Müsamereden mücadeleye...
Dün bu köşede yayınlanan “Atam rahat uyu; izindeler” ironisine cevaben “Öyle diyorsunuz ama bakıııın 10 Kasım’da Anıtkabir’i 1 milyondan fazla insan ziyaret etti...” minvalli çok sayıda mesaj geldi.
“Sorun” da bu ya zaten.
Bir günde 1 milyondan fazla insan, kimse zorlamadan, kimse organize etmeden, içlerinden gelerek genç-yaşlı, kadın-erkek, çoluk-çocuk ailecek “Ata’m” deyip huzuruna çıkıyorsa...
Başörtülüsü, mini eteklisi, şalvarlısı, şortlusu, sakallısı, küpelisi, punkçısı, rockçısı, türkü çığıranı, ilkokuldan terki, üniversitelisi, seyyar satıcısı, “CEO”su, imamı, mühendisi, doktoru, işsiz güçsüz avaresi, AKP’lisi, CHP’lisi, MHP’lisi “tek bayrak” taşıyorsa ellerinde...
“İzindeyiz” bandanaları alınlarında, gözlerine çöken aynı bulutlar, hiç tanışmadıkları “kurtarıcı”larını özlüyorlarsa...
Mozoleye kapaklanıp hüngür hüngür ağlıyorlarsa...
Sarılıp öpücüklere boğuyorlarsa buz gibi taşı Kasım soğuğunda...
İstanbul’da, İzmir’de birbirine kenetlenmiş “millet” zinciri kalkan yapıyorsa kendini “geçit vermeyeceğiz” der gibi...
Tekirdağ’da, Adana’da, az sonra ellerine kelepçe vurulacağını bile bile susmuyorsa insanlar; haykırıyorsa...
Daha birkaç gün önce mesela, Anıtkabir’in dibindeki meydan Tandoğan’da, Türk siyasi tarihinde ender görülür şekilde kürsüden “İzdiham var, alana gelmeyin, mitinge gelmeyin, televizyondan izleyin” diye anons yapılıyorsa, yani Türk Milliyetçileri meydanlara sığmıyor taşıyorsa...
“Haramilerin iktidarını yıkacağız” diye yeminler yayılıyorsa dalga dalga, ülkenin bir ucundan diğer ucuna...
Ve fakat, bunca insanın hep bir ağızdan “izin vermeyiz” dediği her bir fenalık “izne gerek duyulmaksızın” bir bir yapılıyorsa...
Bu işte bir yanlışlık, bir gariplik, bir tuhaflık yok mu?
***
- TC’yi sildirtmeyiz...
Sildiler!
- Yer adlarını değiştirtmeyiz...
Değiştiriyorlar!
- Andımızı kaldırtmayız...
Kaldırdılar!
- Böldürtmeyiz...
Toplumun zihin haritasına bir bak bakalım; böldüler!
- Atatürk’e dokundurtmayız...

# # # #

• **Yapılacaklar**:
1 – Anıtkabir ziyareti üzerine yazılmış köşe yazısında "Tekirdağ’da, Adana’da, az" ile başlayıp "tuhaflık yok mu?" ile biten bölümü, "yeminler" yerine "sözler" koyarak yeniden yazın.
2 – Anıtkabir ziyareti üzerine yazılmış köşe yazısını kaldığı yerden devam ettirin.

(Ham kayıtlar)
# # # #

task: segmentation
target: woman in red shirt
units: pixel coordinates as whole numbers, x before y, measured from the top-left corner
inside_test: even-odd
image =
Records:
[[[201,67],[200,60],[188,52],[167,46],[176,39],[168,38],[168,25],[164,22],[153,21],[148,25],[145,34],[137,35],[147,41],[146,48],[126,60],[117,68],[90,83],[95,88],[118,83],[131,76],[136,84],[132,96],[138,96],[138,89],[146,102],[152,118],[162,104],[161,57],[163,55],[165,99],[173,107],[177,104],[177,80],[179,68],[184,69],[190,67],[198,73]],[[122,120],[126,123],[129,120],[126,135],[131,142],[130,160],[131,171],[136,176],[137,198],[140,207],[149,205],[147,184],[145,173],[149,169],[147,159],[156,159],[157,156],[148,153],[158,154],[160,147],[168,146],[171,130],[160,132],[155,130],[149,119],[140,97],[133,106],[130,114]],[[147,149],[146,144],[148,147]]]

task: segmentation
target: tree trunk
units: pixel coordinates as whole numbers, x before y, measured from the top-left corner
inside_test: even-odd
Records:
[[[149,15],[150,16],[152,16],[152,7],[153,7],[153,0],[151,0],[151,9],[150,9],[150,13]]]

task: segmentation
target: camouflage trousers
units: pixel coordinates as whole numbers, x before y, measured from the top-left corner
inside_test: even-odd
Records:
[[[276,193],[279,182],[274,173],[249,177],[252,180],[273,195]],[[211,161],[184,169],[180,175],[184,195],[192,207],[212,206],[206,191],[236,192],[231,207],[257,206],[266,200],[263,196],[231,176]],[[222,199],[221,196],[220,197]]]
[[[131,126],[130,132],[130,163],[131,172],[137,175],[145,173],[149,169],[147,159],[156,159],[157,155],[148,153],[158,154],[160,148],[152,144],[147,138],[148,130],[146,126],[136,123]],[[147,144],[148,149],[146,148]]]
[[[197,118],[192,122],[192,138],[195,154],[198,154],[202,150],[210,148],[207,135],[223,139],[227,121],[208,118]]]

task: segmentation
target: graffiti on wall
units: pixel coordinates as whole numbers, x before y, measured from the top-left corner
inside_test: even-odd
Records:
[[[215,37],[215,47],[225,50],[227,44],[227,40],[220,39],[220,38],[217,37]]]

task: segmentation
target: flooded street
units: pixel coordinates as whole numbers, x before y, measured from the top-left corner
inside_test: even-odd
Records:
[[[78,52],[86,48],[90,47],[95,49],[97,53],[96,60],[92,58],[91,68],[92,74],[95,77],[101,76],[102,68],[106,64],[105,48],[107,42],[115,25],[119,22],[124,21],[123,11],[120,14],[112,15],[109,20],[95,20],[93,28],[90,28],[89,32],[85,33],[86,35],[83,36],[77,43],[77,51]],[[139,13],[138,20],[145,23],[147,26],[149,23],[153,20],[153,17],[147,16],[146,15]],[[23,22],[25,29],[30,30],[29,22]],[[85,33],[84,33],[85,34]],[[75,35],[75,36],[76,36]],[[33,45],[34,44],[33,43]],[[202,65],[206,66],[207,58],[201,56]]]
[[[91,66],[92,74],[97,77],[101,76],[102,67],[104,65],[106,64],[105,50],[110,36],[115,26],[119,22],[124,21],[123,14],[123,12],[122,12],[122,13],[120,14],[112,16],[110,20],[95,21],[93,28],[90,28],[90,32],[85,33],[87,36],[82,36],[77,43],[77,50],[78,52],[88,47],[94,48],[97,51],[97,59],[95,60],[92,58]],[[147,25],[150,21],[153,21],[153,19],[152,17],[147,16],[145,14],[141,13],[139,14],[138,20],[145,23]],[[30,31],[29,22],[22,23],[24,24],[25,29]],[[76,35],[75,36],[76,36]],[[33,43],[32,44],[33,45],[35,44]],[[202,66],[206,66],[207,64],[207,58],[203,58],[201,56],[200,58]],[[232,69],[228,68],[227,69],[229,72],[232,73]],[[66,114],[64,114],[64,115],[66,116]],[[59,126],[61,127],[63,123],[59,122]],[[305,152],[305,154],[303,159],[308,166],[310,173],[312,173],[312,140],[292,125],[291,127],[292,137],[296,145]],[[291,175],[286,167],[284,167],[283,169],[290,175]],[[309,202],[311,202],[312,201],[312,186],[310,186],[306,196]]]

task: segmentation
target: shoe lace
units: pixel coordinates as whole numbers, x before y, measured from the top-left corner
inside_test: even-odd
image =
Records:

# # # #

• **Alıştırma cevapları**:
1 –
Tekirdağ’da, Adana’da, az sonra ellerine kelepçe vurulacağını bile bile susmuyorsa insanlar; haykırıyorsa...
Daha birkaç gün önce mesela, Anıtkabir’in dibindeki meydan Tandoğan’da, Türk siyasi tarihinde ender görülür şekilde kürsüden “İzdiham var, alana gelmeyin, mitinge gelmeyin, televizyondan izleyin” diye anons yapılıyorsa, yani Türk Milliyetçileri meydanlara sığmıyor taşıyorsa...
“Haramilerin iktidarını yıkacağız” diye sözler yayılıyorsa dalga dalga, ülkenin bir ucundan diğer ucuna...
Ve fakat, bunca insanın hep bir ağızdan “izin vermeyiz” dediği her bir fenalık “izne gerek duyulmaksızın” bir bir yapılıyorsa...
Bu işte bir yanlışlık, bir gariplik, bir tuhaflık yok mu?

2 –
Milli Eğitim politikasından çıkarıldı, büstleri, heykelleri yerle bir edildi, O’na küfreden, hakaret eden kim varsa mevki makam sahibi ama O devlet nişanında dahi yok şimdi; daha nasıl dokunacaklar!
***
İtirazım yok, asla şüphe etmem; seviyoruz Atatürk’ü. Bu devleti, bu milleti, bu vatanı, bu bayrağı seviyoruz;
Platonik bir aşık gibi!
Biz seviyoruz...
Eller alıyor!
Sonra, biz hâlâ seviyoruz...
Eller itiyor, kakıyor, horluyor, kullanıp atıyor!
Yumruklarımızı sıkıyoruz, boncuk boncuk terliyor alnımız, gözlerimizden ateş saçıyoruz, için için yanıyoruz, tahammül edemiyoruz, çok kızıyoruz -öyle böyle değil ama- çok hırslanıyoruz.
Ve seve seve; bakıyoruz öyle!
***
Ben milliyetçiysem o zaman şimdi şöyle davranmalıyım, ulusalcıysam şimdi şu sloganı atmalıyım, yurtseversem bunu yazmalıyım...
O mitinge gitmek görevimiz, Anıtkabir’de olmak görevimiz, bayrak sallamak görevimiz, marş okumak görevimiz...
İdeolojimizi, siyasi eğilimimizi en iyi şekilde temsil ediyoruz... Görevimizi başarıyla yerine getiriyoruz; sonra mesela gidip Atatürk’ü devlet nişanından kaldıranların karşısında selam duruyoruz; ters L pozisyonunda!
T.C.’yi silenlerle enseye şamar hakara-makara yapıyoruz Meclis kulislerinde!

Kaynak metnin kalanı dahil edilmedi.